**TEXT EXTRACT**
____________________
He grew up in Grinnell, Iowa and attended the local schools. He exhibited a talent for math and science while in high school and took the Grinnell College freshman physics course in his senior year. He graduated from Grinnell High School in 1945 and entered Grinnell College in the fall of that year. He graduated Phi Beta Kappa with a BA in physics and mathematics from Grinnell College in 1949. He also received a signal honor from his classmates: the Brown Derby Prize, which recognized "the senior man who earned the best grades with the least amount of work". He received his Ph.D. in physics from Massachusetts Institute of Technology in 1953. He studied the first transistors, developed at Bell Laboratories, in a Grinnell College classroom.
While an undergraduate, Noyce attended a physics course of the professor Grant Gale and was fascinated by the physics. Gale got hold of two of the very first transistors ever to come out of Bell Labs and showed them off to his class and Noyce was hooked. At the same time however, Bob had problems, because of his intractable nature. His tipping outhouses, lighting illegal fireworks were harmless, but when he and a partner in crime downed a few drinks and set off to steal the pig for the luau, this was a different matter entirely.
____________________
**TASK SET**
a – What prize did his classmates award him, according to the Noyce biography?
b – Reproduce the stretch of the Noyce biography from "While an undergraduate, Noyce" through "different matter entirely.".
Rely only on the Noyce biography when responding.

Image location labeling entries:
____________________
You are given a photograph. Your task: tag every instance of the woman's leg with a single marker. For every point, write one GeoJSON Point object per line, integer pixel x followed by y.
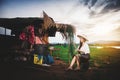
{"type": "Point", "coordinates": [78, 63]}
{"type": "Point", "coordinates": [72, 62]}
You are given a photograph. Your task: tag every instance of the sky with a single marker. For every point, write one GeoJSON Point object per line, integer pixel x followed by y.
{"type": "Point", "coordinates": [98, 19]}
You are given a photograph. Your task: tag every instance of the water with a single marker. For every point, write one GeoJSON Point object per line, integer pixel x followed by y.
{"type": "Point", "coordinates": [100, 47]}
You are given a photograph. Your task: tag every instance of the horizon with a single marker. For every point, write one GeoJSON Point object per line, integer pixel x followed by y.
{"type": "Point", "coordinates": [98, 19]}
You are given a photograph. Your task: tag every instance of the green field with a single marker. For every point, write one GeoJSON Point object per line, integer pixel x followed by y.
{"type": "Point", "coordinates": [100, 56]}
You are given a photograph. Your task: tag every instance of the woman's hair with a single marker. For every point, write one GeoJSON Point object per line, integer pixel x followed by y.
{"type": "Point", "coordinates": [81, 44]}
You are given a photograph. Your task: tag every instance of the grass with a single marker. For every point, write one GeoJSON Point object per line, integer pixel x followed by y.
{"type": "Point", "coordinates": [102, 57]}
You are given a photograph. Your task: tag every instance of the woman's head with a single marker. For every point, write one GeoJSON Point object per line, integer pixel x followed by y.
{"type": "Point", "coordinates": [83, 38]}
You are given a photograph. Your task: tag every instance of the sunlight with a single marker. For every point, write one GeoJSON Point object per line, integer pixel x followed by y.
{"type": "Point", "coordinates": [103, 29]}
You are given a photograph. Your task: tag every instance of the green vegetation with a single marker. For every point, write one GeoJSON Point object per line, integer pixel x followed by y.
{"type": "Point", "coordinates": [102, 57]}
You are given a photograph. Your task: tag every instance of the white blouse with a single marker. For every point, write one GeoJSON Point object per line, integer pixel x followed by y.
{"type": "Point", "coordinates": [84, 48]}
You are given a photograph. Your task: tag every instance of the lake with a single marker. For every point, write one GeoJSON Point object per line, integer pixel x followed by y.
{"type": "Point", "coordinates": [100, 47]}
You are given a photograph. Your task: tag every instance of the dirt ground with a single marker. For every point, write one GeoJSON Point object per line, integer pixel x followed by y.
{"type": "Point", "coordinates": [57, 71]}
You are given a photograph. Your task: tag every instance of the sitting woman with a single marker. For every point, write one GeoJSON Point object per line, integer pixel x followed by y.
{"type": "Point", "coordinates": [83, 54]}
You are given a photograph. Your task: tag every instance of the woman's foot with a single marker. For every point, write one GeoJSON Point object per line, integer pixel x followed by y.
{"type": "Point", "coordinates": [69, 68]}
{"type": "Point", "coordinates": [77, 69]}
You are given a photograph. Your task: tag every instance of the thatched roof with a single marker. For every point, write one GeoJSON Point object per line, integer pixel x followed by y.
{"type": "Point", "coordinates": [50, 27]}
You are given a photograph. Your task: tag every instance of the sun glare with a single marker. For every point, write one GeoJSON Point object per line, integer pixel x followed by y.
{"type": "Point", "coordinates": [103, 29]}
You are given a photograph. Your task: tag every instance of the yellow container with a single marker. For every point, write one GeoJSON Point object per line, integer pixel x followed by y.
{"type": "Point", "coordinates": [37, 60]}
{"type": "Point", "coordinates": [41, 60]}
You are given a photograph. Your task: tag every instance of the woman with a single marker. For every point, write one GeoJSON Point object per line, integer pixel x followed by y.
{"type": "Point", "coordinates": [83, 53]}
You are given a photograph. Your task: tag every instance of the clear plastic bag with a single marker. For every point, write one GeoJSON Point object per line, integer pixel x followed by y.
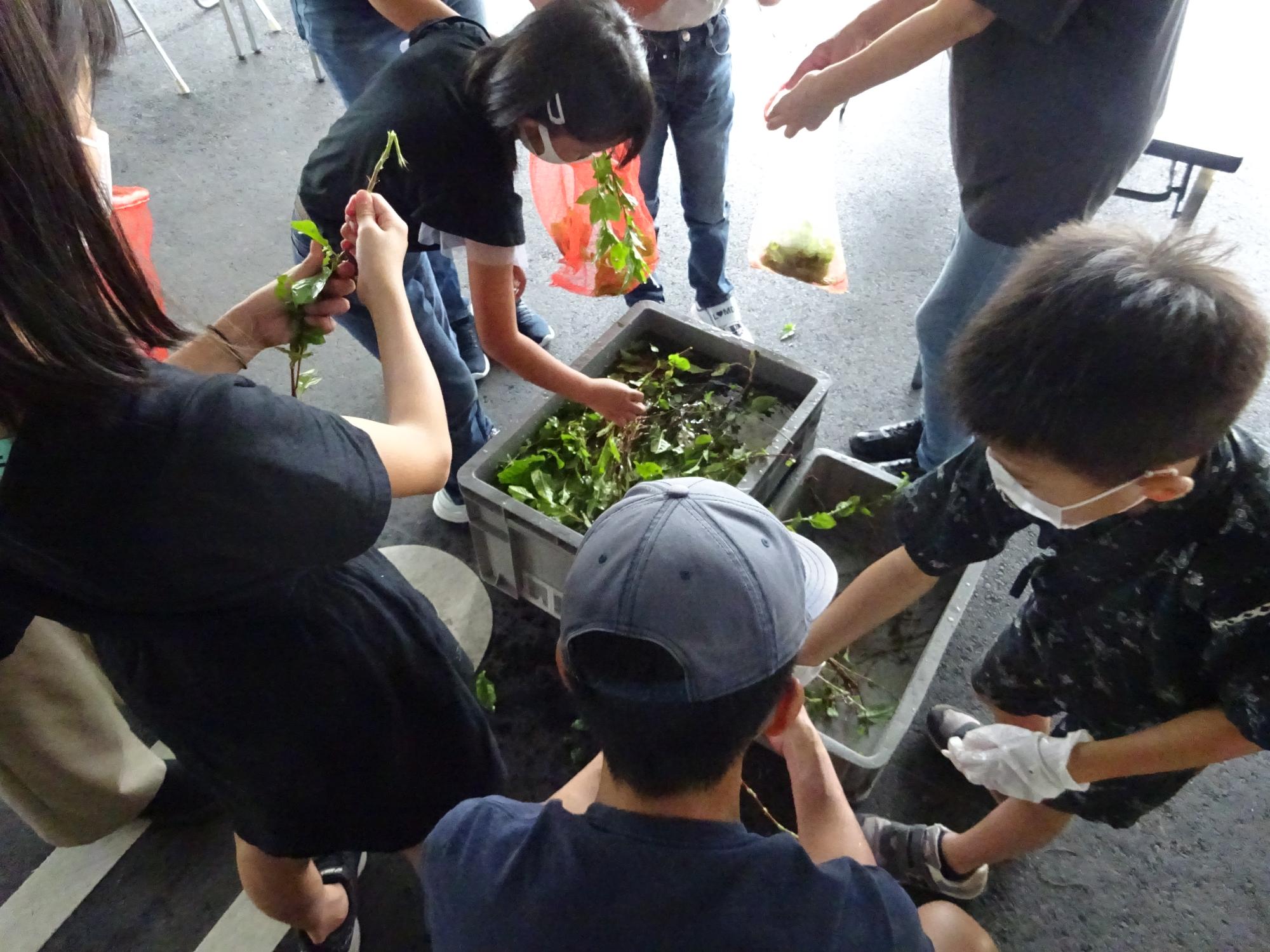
{"type": "Point", "coordinates": [577, 232]}
{"type": "Point", "coordinates": [796, 230]}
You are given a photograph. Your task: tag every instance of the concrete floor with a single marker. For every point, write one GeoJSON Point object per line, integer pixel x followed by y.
{"type": "Point", "coordinates": [223, 166]}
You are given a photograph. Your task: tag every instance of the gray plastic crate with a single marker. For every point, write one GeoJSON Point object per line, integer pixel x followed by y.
{"type": "Point", "coordinates": [822, 480]}
{"type": "Point", "coordinates": [528, 555]}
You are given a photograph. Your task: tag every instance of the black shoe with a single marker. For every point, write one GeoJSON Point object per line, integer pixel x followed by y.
{"type": "Point", "coordinates": [900, 469]}
{"type": "Point", "coordinates": [469, 348]}
{"type": "Point", "coordinates": [181, 800]}
{"type": "Point", "coordinates": [944, 723]}
{"type": "Point", "coordinates": [895, 441]}
{"type": "Point", "coordinates": [533, 326]}
{"type": "Point", "coordinates": [340, 869]}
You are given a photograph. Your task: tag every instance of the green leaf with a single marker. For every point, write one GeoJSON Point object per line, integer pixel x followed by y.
{"type": "Point", "coordinates": [822, 521]}
{"type": "Point", "coordinates": [485, 690]}
{"type": "Point", "coordinates": [518, 469]}
{"type": "Point", "coordinates": [543, 487]}
{"type": "Point", "coordinates": [648, 470]}
{"type": "Point", "coordinates": [311, 230]}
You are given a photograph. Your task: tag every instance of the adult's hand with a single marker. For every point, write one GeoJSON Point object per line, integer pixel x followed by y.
{"type": "Point", "coordinates": [262, 321]}
{"type": "Point", "coordinates": [805, 107]}
{"type": "Point", "coordinates": [375, 234]}
{"type": "Point", "coordinates": [846, 43]}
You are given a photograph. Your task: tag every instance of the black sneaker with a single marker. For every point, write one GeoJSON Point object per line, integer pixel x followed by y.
{"type": "Point", "coordinates": [895, 441]}
{"type": "Point", "coordinates": [944, 723]}
{"type": "Point", "coordinates": [181, 800]}
{"type": "Point", "coordinates": [469, 347]}
{"type": "Point", "coordinates": [911, 854]}
{"type": "Point", "coordinates": [341, 869]}
{"type": "Point", "coordinates": [533, 326]}
{"type": "Point", "coordinates": [900, 469]}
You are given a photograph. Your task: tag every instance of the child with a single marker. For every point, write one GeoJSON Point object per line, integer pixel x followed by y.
{"type": "Point", "coordinates": [568, 82]}
{"type": "Point", "coordinates": [217, 540]}
{"type": "Point", "coordinates": [1102, 384]}
{"type": "Point", "coordinates": [690, 63]}
{"type": "Point", "coordinates": [645, 849]}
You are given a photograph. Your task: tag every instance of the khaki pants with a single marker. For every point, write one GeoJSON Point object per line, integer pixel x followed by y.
{"type": "Point", "coordinates": [69, 764]}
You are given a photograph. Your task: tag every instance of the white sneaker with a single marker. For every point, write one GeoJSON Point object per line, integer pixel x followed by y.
{"type": "Point", "coordinates": [727, 318]}
{"type": "Point", "coordinates": [448, 510]}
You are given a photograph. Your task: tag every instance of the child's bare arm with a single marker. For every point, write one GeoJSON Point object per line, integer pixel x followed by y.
{"type": "Point", "coordinates": [1193, 741]}
{"type": "Point", "coordinates": [882, 591]}
{"type": "Point", "coordinates": [827, 826]}
{"type": "Point", "coordinates": [580, 793]}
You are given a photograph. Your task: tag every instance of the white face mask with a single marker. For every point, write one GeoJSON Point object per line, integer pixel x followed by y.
{"type": "Point", "coordinates": [1055, 515]}
{"type": "Point", "coordinates": [102, 144]}
{"type": "Point", "coordinates": [556, 114]}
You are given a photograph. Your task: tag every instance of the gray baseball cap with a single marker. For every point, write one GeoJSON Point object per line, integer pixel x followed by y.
{"type": "Point", "coordinates": [705, 573]}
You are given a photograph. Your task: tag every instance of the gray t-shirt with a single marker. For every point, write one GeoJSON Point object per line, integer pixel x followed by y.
{"type": "Point", "coordinates": [1052, 105]}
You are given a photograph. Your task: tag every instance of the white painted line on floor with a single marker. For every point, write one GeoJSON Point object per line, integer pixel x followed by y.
{"type": "Point", "coordinates": [54, 892]}
{"type": "Point", "coordinates": [243, 929]}
{"type": "Point", "coordinates": [51, 894]}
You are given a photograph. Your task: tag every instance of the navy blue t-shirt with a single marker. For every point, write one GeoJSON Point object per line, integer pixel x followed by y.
{"type": "Point", "coordinates": [501, 875]}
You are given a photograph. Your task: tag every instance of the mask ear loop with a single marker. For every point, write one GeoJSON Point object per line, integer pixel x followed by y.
{"type": "Point", "coordinates": [556, 116]}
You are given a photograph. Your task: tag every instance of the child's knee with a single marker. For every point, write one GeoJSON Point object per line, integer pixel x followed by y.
{"type": "Point", "coordinates": [952, 930]}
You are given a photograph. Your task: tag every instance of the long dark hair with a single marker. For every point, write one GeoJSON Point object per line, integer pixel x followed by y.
{"type": "Point", "coordinates": [589, 54]}
{"type": "Point", "coordinates": [74, 307]}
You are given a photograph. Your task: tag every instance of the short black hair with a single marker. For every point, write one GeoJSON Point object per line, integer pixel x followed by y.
{"type": "Point", "coordinates": [666, 747]}
{"type": "Point", "coordinates": [1111, 352]}
{"type": "Point", "coordinates": [590, 54]}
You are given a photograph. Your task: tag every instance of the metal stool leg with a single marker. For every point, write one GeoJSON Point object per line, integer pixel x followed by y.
{"type": "Point", "coordinates": [1198, 194]}
{"type": "Point", "coordinates": [271, 25]}
{"type": "Point", "coordinates": [251, 30]}
{"type": "Point", "coordinates": [229, 26]}
{"type": "Point", "coordinates": [163, 54]}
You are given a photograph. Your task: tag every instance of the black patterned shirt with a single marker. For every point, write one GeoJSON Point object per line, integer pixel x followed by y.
{"type": "Point", "coordinates": [1137, 619]}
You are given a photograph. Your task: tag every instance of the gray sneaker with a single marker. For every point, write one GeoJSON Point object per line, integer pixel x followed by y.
{"type": "Point", "coordinates": [911, 854]}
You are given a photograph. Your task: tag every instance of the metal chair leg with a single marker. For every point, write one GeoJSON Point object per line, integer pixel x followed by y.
{"type": "Point", "coordinates": [251, 30]}
{"type": "Point", "coordinates": [271, 25]}
{"type": "Point", "coordinates": [229, 26]}
{"type": "Point", "coordinates": [163, 54]}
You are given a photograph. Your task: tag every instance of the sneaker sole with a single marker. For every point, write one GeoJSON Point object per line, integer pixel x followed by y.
{"type": "Point", "coordinates": [446, 515]}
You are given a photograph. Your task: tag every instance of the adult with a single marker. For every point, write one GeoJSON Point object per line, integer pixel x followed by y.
{"type": "Point", "coordinates": [356, 40]}
{"type": "Point", "coordinates": [568, 82]}
{"type": "Point", "coordinates": [217, 540]}
{"type": "Point", "coordinates": [1051, 103]}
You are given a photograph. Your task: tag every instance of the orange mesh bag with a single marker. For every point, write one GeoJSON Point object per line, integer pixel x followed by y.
{"type": "Point", "coordinates": [589, 209]}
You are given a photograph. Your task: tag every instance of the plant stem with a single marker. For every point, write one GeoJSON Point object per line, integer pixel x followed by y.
{"type": "Point", "coordinates": [768, 813]}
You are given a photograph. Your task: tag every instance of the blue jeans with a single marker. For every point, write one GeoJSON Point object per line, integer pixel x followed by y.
{"type": "Point", "coordinates": [692, 73]}
{"type": "Point", "coordinates": [469, 426]}
{"type": "Point", "coordinates": [973, 272]}
{"type": "Point", "coordinates": [355, 43]}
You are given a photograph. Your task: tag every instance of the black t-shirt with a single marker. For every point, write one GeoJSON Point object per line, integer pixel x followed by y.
{"type": "Point", "coordinates": [185, 497]}
{"type": "Point", "coordinates": [1137, 619]}
{"type": "Point", "coordinates": [460, 169]}
{"type": "Point", "coordinates": [534, 878]}
{"type": "Point", "coordinates": [1052, 105]}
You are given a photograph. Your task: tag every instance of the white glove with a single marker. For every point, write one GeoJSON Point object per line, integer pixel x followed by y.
{"type": "Point", "coordinates": [1017, 762]}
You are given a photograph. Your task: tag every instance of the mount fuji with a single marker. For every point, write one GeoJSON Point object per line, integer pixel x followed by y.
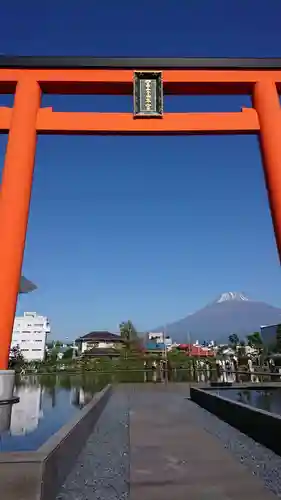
____________________
**FINAL ANSWERS**
a – The Brown Derby Prize.

b –
While an undergraduate, Noyce attended a physics course of the professor Grant Gale and was fascinated by the physics. Gale got hold of two of the very first transistors ever to come out of Bell Labs and showed them off to his class and Noyce was hooked. At the same time however, Bob had problems, because of his intractable nature. His tipping outhouses, lighting illegal fireworks were harmless, but when he and a partner in crime downed a few drinks and set off to steal the pig for the luau, this was a different matter entirely.